+++ Data shown

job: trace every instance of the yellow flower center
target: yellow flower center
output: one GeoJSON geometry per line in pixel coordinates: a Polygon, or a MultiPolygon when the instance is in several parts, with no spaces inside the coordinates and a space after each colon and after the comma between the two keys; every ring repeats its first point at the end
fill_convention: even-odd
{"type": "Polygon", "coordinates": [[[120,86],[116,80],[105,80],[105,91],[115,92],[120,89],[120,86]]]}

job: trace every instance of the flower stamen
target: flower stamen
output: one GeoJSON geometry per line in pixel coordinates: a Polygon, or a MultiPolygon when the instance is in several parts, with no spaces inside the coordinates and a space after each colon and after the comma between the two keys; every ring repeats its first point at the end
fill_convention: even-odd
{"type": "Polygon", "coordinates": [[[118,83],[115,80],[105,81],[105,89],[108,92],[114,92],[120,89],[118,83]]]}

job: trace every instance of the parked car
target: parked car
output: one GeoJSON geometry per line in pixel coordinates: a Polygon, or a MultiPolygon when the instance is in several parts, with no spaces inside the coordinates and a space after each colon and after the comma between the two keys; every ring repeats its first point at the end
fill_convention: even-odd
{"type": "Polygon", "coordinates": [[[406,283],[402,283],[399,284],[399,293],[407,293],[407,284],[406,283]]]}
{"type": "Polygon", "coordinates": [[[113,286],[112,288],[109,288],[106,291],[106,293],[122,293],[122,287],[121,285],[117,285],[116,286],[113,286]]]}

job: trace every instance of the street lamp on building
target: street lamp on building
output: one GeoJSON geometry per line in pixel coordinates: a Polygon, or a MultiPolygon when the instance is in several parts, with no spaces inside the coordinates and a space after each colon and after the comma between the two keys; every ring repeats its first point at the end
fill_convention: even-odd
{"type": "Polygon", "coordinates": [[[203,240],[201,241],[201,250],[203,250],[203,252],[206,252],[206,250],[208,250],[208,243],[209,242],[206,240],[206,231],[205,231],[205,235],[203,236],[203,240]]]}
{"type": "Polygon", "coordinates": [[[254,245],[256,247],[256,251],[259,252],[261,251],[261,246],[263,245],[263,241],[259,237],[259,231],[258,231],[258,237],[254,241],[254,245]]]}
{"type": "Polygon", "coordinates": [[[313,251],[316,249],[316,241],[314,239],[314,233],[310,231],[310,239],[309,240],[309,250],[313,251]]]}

++++++

* _Description of the task_
Repeat only the stretch of lines that opens with the line containing "job: trace every instance of the street" and closes with the final line of the entries, both included, exactly as written.

* _Output_
job: trace every instance of the street lamp on building
target: street lamp on building
output: one GeoJSON geometry per line in pixel coordinates: a Polygon, or a MultiPolygon when the instance is in several parts, with no spaces inside the coordinates and a space after each colon and after the comma between the two keys; every ring repeats its first point at the end
fill_convention: even-odd
{"type": "Polygon", "coordinates": [[[203,240],[201,241],[201,250],[203,250],[203,252],[206,252],[206,250],[208,250],[208,243],[209,242],[206,240],[206,231],[205,231],[205,235],[203,236],[203,240]]]}
{"type": "Polygon", "coordinates": [[[254,245],[256,247],[256,251],[259,252],[261,251],[261,246],[263,245],[263,241],[259,237],[259,231],[258,231],[258,237],[254,241],[254,245]]]}
{"type": "Polygon", "coordinates": [[[313,251],[316,249],[316,241],[314,239],[314,233],[310,231],[310,239],[309,240],[309,250],[313,251]]]}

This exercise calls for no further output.